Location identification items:

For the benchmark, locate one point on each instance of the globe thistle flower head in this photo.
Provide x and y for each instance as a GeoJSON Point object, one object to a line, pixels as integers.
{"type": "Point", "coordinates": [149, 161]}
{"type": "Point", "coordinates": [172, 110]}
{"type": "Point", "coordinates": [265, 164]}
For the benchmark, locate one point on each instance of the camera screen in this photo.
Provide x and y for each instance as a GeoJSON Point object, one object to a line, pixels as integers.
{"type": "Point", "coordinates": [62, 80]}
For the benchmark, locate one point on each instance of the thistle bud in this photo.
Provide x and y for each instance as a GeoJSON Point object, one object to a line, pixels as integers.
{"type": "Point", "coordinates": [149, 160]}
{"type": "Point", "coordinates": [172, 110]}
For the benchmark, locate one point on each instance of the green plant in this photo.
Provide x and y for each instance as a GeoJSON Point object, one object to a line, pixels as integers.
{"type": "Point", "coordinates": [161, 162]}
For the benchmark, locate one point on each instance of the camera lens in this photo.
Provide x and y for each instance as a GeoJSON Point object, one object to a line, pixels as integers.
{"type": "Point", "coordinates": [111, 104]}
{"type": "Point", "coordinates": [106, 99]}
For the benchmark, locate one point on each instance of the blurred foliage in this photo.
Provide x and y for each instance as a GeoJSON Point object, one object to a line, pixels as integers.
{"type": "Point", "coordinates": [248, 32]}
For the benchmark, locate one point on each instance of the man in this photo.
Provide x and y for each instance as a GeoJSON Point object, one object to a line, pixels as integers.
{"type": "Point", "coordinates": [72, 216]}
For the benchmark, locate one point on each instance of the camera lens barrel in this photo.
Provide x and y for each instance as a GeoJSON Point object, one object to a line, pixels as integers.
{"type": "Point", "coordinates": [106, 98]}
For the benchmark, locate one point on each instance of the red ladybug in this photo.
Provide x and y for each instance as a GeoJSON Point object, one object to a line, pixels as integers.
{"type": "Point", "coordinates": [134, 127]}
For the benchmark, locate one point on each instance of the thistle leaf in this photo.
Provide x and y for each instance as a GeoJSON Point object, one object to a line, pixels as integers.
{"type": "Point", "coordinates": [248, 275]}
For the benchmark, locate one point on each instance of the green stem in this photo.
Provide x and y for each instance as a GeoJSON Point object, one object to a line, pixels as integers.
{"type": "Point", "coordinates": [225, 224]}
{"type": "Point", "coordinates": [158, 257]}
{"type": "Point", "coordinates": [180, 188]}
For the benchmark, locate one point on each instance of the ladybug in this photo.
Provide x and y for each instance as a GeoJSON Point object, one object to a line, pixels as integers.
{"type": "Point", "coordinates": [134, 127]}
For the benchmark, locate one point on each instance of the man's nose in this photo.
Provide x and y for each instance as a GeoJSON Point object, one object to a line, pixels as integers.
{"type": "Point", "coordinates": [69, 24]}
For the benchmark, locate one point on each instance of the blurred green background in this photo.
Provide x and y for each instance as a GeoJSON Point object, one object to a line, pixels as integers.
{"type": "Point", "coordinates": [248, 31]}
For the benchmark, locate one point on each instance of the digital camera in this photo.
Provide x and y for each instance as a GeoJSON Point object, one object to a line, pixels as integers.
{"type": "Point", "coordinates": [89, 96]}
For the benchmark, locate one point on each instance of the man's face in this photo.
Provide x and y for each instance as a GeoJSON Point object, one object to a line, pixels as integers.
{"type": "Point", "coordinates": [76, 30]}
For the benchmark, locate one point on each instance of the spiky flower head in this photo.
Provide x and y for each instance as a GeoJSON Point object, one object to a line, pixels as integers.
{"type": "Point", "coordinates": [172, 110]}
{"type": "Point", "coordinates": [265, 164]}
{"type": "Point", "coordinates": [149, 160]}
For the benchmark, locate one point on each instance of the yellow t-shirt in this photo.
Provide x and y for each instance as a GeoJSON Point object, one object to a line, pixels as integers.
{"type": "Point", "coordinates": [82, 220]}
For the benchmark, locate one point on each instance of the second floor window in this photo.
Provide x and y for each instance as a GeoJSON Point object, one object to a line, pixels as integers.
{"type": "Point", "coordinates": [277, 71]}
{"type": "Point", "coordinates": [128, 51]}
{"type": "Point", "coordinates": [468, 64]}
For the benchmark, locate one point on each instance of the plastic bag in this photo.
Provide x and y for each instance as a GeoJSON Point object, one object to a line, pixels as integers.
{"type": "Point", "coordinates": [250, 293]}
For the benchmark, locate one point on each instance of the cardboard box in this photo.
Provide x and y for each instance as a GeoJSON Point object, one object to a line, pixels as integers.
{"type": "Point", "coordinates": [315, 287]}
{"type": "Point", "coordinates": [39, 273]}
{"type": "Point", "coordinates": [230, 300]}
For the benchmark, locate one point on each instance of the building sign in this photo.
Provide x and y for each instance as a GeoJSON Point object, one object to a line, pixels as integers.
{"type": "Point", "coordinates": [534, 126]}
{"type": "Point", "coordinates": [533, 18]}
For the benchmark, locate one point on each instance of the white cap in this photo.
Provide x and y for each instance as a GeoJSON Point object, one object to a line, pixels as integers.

→ **Prompt**: Transcribe the data. Leave every line exactly as it is.

→ **Response for this exercise**:
For the benchmark, locate one point on each instance of the globe thistle flower head in this photo.
Provide x and y for each instance as a GeoJSON Point object, one object to a line, pixels as integers.
{"type": "Point", "coordinates": [149, 161]}
{"type": "Point", "coordinates": [172, 110]}
{"type": "Point", "coordinates": [265, 164]}
For the benchmark, locate one point on each instance of the camera screen in this photo.
Provide x and y for each instance as a GeoJSON Point object, one object to a line, pixels as integers.
{"type": "Point", "coordinates": [62, 80]}
For the benchmark, locate one point on each instance of the thistle bud in this photo.
Provide x and y for each instance as a GeoJSON Point object, one object to a line, pixels as integers.
{"type": "Point", "coordinates": [149, 160]}
{"type": "Point", "coordinates": [172, 110]}
For the benchmark, locate one point on each instance of the green plant in this photo.
Provide x and y for each instance as a GeoJSON Point object, one object to a line, pixels as integers.
{"type": "Point", "coordinates": [161, 162]}
For the benchmark, locate one point on each instance of the camera lens in this photo.
Provide x and y for each instance as a GeoJSON Point object, one object to a line, pixels as integers.
{"type": "Point", "coordinates": [111, 104]}
{"type": "Point", "coordinates": [106, 99]}
For the benchmark, locate one point on each instance of the blurred foliage in this photo.
Provide x and y for each instance as a GeoJSON Point object, one object to a line, pixels as integers.
{"type": "Point", "coordinates": [248, 32]}
For the benchmark, locate one point on each instance of the man in this photo.
Provide x and y for each instance as a GeoJSON Point object, one object to a line, pixels as integers.
{"type": "Point", "coordinates": [72, 216]}
For the benchmark, locate one point on each instance of the camera lens barrel in this photo.
Provide x and y for each instance as a GeoJSON Point object, one object to a line, pixels as integers.
{"type": "Point", "coordinates": [106, 98]}
For the benchmark, locate one point on each instance of the red ladybug in this photo.
Provide x and y for each instance as a GeoJSON Point object, one object to a line, pixels as integers.
{"type": "Point", "coordinates": [134, 127]}
For the benchmark, locate one point on each instance of the thistle leaf in this photo.
Provide x and y for each instance as a GeoJSON Point object, one object to a line, pixels as integers.
{"type": "Point", "coordinates": [248, 275]}
For the benchmark, locate one point on each instance of the green stem in this photo.
Provide x and y for each instance as a GeoJSON Point object, one object to a line, pixels as integers.
{"type": "Point", "coordinates": [225, 224]}
{"type": "Point", "coordinates": [158, 257]}
{"type": "Point", "coordinates": [180, 188]}
For the benchmark, locate one point on each instance of the ladybug in this photo.
Provide x and y for each instance as a GeoJSON Point object, one object to a line, pixels as integers.
{"type": "Point", "coordinates": [134, 127]}
For the benchmark, locate one point on each instance of the man's nose in this photo.
Provide x and y for each instance as a GeoJSON Point object, one object to a line, pixels as integers.
{"type": "Point", "coordinates": [69, 24]}
For the benchmark, locate one point on each instance of the blurred green background in this photo.
Provide x and y for each instance as a GeoJSON Point object, one object to a line, pixels as integers.
{"type": "Point", "coordinates": [248, 31]}
For the benchmark, locate one point on each instance of the digital camera in this photo.
Provide x and y for each instance as a GeoJSON Point object, one object to a line, pixels as integers.
{"type": "Point", "coordinates": [89, 96]}
For the benchmark, locate one point on each instance of the man's face in this photo.
Provide x and y for each instance as a GeoJSON Point object, one object to a line, pixels as integers.
{"type": "Point", "coordinates": [76, 30]}
For the benchmark, locate one point on each instance of the spiky flower head in this photo.
Provide x and y for each instance as a GeoJSON Point object, one object to a line, pixels as integers.
{"type": "Point", "coordinates": [172, 110]}
{"type": "Point", "coordinates": [265, 164]}
{"type": "Point", "coordinates": [149, 160]}
For the benchmark, locate one point on each instance of the yellow t-shirt in this photo.
Provide x and y for each instance as a GeoJSON Point object, one object to a line, pixels as integers.
{"type": "Point", "coordinates": [82, 220]}
For the benchmark, locate one point on each instance of the second floor window in this photo.
Provide x and y for each instance as a GeoJSON Point object, one object to a line, pixels as integers.
{"type": "Point", "coordinates": [277, 71]}
{"type": "Point", "coordinates": [128, 51]}
{"type": "Point", "coordinates": [468, 64]}
For the benchmark, locate one point on each instance of the plastic bag in this photo.
Provide x and y for each instance as a GeoJSON Point object, one object to a line, pixels as integers.
{"type": "Point", "coordinates": [250, 293]}
For the benchmark, locate one point on each instance of the cardboard box in this photo.
Provide x and y for each instance as a GeoJSON Point object, one object to a line, pixels as integers.
{"type": "Point", "coordinates": [315, 287]}
{"type": "Point", "coordinates": [39, 273]}
{"type": "Point", "coordinates": [230, 300]}
For the benchmark, locate one point on each instance of the building sign in this photo.
Provide x and y for each instance as a GeoJSON Point object, one object to a line, pixels as integers.
{"type": "Point", "coordinates": [534, 126]}
{"type": "Point", "coordinates": [533, 18]}
For the benchmark, locate one point on each instance of the white cap in this photo.
Provide x and y for each instance as a GeoJSON Point object, one object to a line, pixels as integers.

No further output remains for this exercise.